━━ ФРАГМЕНТ НАБОРА ДАННЫХ ━━

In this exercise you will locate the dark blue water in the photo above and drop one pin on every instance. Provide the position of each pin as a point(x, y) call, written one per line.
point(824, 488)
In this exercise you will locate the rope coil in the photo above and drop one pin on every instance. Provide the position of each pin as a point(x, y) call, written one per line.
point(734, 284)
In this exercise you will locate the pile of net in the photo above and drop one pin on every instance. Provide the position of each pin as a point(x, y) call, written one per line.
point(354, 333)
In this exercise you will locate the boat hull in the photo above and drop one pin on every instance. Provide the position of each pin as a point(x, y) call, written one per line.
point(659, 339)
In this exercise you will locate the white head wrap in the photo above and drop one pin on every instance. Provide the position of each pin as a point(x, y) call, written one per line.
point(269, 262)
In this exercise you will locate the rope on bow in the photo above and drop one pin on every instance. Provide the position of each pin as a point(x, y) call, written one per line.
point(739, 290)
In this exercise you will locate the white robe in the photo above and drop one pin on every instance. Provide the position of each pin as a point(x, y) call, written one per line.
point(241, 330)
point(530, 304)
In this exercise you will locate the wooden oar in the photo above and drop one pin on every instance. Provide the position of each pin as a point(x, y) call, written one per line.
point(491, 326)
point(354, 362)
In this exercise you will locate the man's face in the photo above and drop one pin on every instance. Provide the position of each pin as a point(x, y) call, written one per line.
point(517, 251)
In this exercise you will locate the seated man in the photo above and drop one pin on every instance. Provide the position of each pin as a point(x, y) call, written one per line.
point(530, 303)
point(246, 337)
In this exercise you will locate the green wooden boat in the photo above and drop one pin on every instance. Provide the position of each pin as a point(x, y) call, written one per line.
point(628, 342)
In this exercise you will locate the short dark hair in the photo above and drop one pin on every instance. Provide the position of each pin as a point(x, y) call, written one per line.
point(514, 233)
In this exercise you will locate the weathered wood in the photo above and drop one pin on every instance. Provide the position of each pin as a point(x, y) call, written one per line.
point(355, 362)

━━━

* ЗАДАЧА *
Измените строки выше: замените «pin» на «marker» во всех строках, а остальное оставьте как есть.

* ПОЛНЫЙ ОТВЕТ *
In this exercise you will locate the dark blue water in the photo above and drop one marker on every instance. Provide the position of each marker as a point(x, y) call, written one per line.
point(824, 488)
In this exercise you will locate the rope coil in the photo above and drop one marker on every instance. Provide the position of each marker as a point(x, y) call, written one per line.
point(734, 284)
In this exercise you will locate the pile of net in the photo above and drop one marker on every instance. Provide the position of each marker as a point(x, y) call, written one per line.
point(354, 333)
In this exercise you will locate the boat hull in the photo above and drop one marker on every instance. Provide the position of each marker as a point(x, y) call, written one per line.
point(659, 339)
In this exercise you will locate the white head wrap in the photo above and drop one marker on every instance. Provide the position of each marker as a point(x, y) call, written one per line.
point(269, 262)
In this exercise you will locate the rope on bow in the photo above and drop one marker on every instance. Provide the position of each marker as a point(x, y) call, written one per line.
point(739, 290)
In this exercise you will locate the white robe in the photo above and drop one marker on every instance. Provide the position of each marker as a point(x, y) call, written one per line.
point(241, 330)
point(530, 304)
In this exercise you will locate the wooden oar in the photo above and drop one marker on every instance. Provide the position of each marker as a point(x, y) call, written one per line.
point(491, 326)
point(354, 362)
In this exercise you will locate the man's face in the photo above and drop one marker on every instance. Provide the position of each marker as a point(x, y) call, written one per line.
point(517, 251)
In this exercise you will locate the seated man in the photo above and drop one marker on every instance. Provide the position of each marker as a point(x, y) call, written one per line.
point(530, 303)
point(246, 337)
In this exercise you will locate the green wooden boat in the photo above and drop one marker on every instance. Provide the position of each marker as a point(x, y) call, written one per line.
point(628, 342)
In this exercise you will locate the short dark hair in the photo above and drop one marker on every instance. Provide the position of each marker as a point(x, y) call, written one per line.
point(514, 233)
In this exercise you will locate the weathered wood in the photo above and drop one marker on every instance. Provide the position of each marker as a point(x, y) call, written one per line.
point(355, 362)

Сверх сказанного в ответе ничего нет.